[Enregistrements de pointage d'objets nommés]
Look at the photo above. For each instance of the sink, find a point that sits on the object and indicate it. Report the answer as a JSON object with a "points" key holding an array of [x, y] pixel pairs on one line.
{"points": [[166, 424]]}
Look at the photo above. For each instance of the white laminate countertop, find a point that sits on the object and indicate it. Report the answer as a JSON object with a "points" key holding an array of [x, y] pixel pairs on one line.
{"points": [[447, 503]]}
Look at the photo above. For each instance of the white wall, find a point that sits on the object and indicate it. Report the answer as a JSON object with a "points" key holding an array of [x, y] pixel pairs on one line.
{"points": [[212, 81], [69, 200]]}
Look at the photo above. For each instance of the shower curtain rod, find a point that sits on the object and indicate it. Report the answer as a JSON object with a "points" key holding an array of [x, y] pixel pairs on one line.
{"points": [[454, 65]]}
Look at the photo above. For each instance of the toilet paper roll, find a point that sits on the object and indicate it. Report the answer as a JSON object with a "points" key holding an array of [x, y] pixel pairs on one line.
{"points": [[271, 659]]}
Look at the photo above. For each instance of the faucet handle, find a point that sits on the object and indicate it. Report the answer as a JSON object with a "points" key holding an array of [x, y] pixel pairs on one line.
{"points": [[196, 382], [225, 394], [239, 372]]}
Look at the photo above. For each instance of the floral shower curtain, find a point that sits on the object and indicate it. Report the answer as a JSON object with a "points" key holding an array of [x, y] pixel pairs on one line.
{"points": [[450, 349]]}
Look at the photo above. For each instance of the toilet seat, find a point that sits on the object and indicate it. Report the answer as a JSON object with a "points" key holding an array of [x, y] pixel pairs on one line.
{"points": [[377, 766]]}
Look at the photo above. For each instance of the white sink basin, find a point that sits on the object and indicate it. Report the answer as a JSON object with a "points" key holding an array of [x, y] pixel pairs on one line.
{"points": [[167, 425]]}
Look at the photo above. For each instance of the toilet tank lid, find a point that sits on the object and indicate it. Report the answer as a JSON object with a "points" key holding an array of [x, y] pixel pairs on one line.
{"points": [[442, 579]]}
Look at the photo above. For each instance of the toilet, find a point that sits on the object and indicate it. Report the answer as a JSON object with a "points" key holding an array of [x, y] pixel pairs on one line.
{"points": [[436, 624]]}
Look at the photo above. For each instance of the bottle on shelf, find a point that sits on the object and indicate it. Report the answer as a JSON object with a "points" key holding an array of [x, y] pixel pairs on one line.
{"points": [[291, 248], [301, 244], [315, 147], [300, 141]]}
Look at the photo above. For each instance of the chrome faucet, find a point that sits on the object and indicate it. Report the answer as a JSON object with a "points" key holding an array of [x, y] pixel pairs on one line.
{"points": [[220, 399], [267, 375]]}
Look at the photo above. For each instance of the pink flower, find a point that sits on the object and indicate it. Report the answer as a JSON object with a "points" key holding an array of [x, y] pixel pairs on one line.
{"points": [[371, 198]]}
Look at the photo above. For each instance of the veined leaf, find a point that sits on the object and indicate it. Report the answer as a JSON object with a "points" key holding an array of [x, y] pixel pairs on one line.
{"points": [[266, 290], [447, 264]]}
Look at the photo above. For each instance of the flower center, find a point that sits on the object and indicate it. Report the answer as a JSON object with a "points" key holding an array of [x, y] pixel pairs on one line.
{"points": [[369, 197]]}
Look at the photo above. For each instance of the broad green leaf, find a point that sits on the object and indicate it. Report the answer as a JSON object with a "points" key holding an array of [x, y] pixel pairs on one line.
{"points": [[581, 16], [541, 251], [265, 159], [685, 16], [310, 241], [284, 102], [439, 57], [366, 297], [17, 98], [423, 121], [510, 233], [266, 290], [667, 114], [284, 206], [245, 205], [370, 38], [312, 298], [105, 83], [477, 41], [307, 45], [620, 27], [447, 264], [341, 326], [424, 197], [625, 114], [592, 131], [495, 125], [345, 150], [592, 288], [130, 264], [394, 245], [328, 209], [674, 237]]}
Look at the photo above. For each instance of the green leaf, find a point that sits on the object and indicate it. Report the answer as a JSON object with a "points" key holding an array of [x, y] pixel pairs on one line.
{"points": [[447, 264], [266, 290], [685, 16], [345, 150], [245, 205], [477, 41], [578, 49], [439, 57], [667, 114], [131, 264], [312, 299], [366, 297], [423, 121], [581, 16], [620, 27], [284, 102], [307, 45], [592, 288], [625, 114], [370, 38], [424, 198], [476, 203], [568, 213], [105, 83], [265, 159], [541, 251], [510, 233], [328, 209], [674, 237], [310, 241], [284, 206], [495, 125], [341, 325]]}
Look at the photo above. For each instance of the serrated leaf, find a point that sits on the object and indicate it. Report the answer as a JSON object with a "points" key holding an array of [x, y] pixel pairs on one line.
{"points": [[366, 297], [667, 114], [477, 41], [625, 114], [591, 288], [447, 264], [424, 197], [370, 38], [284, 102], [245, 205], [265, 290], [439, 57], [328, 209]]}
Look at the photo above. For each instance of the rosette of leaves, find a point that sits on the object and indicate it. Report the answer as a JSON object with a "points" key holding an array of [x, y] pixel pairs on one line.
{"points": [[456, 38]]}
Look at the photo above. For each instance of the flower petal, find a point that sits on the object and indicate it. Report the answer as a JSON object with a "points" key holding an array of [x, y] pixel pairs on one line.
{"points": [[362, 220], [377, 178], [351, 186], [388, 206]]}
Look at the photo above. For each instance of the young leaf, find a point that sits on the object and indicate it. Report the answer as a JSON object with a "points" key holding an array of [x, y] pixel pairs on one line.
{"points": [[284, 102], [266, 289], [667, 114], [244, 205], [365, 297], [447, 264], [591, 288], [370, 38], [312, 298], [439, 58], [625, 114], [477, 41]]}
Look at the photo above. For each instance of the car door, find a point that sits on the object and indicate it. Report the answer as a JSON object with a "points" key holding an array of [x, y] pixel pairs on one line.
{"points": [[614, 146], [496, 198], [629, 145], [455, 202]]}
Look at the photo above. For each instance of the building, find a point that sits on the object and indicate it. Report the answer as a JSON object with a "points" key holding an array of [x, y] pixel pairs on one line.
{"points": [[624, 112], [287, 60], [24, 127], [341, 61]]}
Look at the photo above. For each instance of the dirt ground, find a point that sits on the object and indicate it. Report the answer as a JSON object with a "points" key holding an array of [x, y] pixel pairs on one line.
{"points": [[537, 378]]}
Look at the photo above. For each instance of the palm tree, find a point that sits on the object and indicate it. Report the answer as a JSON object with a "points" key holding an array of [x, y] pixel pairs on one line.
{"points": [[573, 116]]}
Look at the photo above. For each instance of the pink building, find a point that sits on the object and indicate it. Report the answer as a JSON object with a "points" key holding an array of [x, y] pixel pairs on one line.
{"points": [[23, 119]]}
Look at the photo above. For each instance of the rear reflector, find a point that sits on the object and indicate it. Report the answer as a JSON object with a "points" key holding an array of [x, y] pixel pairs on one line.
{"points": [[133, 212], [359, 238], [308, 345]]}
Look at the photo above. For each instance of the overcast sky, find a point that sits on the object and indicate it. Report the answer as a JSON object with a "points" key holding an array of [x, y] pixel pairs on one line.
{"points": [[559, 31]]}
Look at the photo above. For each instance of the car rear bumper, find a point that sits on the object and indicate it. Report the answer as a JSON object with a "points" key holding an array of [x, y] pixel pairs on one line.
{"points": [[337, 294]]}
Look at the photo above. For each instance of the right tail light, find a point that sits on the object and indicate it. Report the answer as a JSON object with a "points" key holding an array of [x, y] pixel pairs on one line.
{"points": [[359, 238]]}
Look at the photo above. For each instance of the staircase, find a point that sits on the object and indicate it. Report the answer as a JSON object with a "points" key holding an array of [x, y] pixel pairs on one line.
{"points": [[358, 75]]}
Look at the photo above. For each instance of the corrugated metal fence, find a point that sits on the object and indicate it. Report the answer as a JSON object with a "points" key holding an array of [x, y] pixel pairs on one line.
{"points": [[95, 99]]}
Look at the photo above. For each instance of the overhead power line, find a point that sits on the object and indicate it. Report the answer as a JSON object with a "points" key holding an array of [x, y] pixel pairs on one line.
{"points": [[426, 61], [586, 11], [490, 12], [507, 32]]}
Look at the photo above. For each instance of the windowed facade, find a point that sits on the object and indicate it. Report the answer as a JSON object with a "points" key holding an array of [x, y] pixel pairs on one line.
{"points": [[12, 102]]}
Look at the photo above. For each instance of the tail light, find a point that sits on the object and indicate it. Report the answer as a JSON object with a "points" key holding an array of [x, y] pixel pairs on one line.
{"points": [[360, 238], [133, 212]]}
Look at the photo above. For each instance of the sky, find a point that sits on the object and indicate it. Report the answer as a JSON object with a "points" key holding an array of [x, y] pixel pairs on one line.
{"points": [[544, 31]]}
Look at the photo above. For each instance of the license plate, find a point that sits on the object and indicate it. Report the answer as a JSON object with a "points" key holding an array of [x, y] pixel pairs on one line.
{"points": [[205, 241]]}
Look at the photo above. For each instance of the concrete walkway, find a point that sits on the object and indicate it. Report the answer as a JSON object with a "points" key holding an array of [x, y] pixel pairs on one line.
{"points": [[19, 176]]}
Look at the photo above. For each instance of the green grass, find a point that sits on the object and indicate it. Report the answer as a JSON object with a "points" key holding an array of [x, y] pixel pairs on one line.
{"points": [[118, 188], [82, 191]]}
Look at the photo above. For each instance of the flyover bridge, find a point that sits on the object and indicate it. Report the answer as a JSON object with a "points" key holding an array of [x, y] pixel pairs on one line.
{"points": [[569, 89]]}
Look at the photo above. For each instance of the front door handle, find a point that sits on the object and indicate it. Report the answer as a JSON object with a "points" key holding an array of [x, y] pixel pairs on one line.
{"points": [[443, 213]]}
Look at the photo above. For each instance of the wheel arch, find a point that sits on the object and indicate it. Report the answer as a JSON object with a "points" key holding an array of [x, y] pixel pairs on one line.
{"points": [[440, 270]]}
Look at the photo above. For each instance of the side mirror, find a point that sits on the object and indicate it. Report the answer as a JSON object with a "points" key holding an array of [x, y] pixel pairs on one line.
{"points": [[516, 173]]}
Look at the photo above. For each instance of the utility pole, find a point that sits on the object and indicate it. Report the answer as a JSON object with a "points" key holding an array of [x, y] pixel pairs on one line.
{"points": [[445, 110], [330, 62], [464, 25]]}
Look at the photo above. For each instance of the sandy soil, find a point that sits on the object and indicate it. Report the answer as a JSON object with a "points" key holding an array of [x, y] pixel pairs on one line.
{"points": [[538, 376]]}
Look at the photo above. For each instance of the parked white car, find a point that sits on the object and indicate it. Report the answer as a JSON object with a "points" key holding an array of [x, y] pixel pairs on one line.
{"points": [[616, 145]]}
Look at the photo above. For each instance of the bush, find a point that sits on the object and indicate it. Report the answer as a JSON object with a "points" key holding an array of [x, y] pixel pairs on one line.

* [Vos consignes] Donnez sous forme de liste numérotée les lignes des enregistrements, de la ligne contenant "Look at the photo above. For each instance of the utility" jusqu'à la fin des enregistrements, ces deux bornes comprises, sans les lignes vides.

* [Tâche accomplie]
1. Look at the photo above. For each instance of the utility pole, find a point that sits on the object and indicate it. Report the answer as a JSON object with a "points" key holding an array of [x, y] pixel pairs on one line.
2. {"points": [[445, 110], [330, 62], [464, 25]]}
3. Look at the photo above. For each instance of the sandy soil, find a point that sits on the object and indicate it. Report the answer as a JSON object with a "points" key holding an array of [x, y] pixel pairs on one line.
4. {"points": [[538, 376]]}
5. Look at the photo above. For each instance of the parked white car, find a point that sits on the object and indicate it. Report the answer as a JSON object with a "points" key holding an array of [x, y] pixel pairs on one line.
6. {"points": [[616, 145]]}
7. Look at the photo above. For each instance of the bush, find a point that sits on the object and indicate it. Report the answer as a JSON object with a "points" key holding an array of [x, y] pixel pairs on one line.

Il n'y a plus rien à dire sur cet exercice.